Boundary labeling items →
####
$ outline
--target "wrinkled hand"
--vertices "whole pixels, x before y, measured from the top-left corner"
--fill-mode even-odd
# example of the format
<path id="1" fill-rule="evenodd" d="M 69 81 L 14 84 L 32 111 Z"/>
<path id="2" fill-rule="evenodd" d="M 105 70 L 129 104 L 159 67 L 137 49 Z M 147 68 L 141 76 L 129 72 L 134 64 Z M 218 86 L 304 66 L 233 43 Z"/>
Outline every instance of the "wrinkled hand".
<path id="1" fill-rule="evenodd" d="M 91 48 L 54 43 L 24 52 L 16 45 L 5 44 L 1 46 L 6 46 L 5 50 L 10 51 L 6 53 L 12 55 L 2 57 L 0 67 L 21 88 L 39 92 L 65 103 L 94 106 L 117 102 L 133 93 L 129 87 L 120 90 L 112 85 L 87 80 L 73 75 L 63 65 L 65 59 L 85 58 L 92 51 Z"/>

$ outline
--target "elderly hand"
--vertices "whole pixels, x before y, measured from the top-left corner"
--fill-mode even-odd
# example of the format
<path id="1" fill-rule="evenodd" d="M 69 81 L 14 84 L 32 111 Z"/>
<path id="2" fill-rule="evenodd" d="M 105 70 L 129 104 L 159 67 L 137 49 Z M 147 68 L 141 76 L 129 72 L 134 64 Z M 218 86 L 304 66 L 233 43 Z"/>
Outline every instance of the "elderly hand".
####
Convert the lines of the listing, from its first line up to and including the line containing "92 L 65 103", into a numbered list, omitting any blank lines.

Answer below →
1. $ outline
2. --target "wrinkled hand"
3. --vertices "whole pixels, x before y, measured from the top-left corner"
4. --fill-mode even-odd
5. # example of the format
6. <path id="1" fill-rule="evenodd" d="M 69 81 L 14 84 L 32 111 Z"/>
7. <path id="2" fill-rule="evenodd" d="M 105 70 L 129 104 L 159 67 L 137 49 Z M 147 68 L 141 76 L 129 72 L 134 64 Z M 218 86 L 304 66 L 233 43 Z"/>
8. Outline every instance of the "wrinkled hand".
9. <path id="1" fill-rule="evenodd" d="M 91 48 L 54 43 L 24 52 L 16 45 L 5 44 L 1 46 L 6 46 L 5 50 L 10 51 L 6 53 L 12 55 L 2 57 L 0 67 L 21 88 L 39 92 L 65 103 L 94 106 L 117 102 L 133 93 L 129 87 L 120 90 L 112 85 L 87 80 L 73 75 L 63 65 L 65 59 L 85 58 L 92 51 Z"/>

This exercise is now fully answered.